Dataset entries
========
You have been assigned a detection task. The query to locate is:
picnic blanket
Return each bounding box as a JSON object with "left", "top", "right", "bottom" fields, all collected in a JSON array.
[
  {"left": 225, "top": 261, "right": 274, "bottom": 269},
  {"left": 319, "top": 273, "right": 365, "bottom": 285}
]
========
The line with "Return each bounding" through the last line of the data: write these out exactly, and no others.

TASK RESPONSE –
Return each bounding box as a JSON object with "left", "top", "right", "bottom" fields, all collected in a JSON array.
[
  {"left": 225, "top": 261, "right": 274, "bottom": 269},
  {"left": 319, "top": 273, "right": 365, "bottom": 285}
]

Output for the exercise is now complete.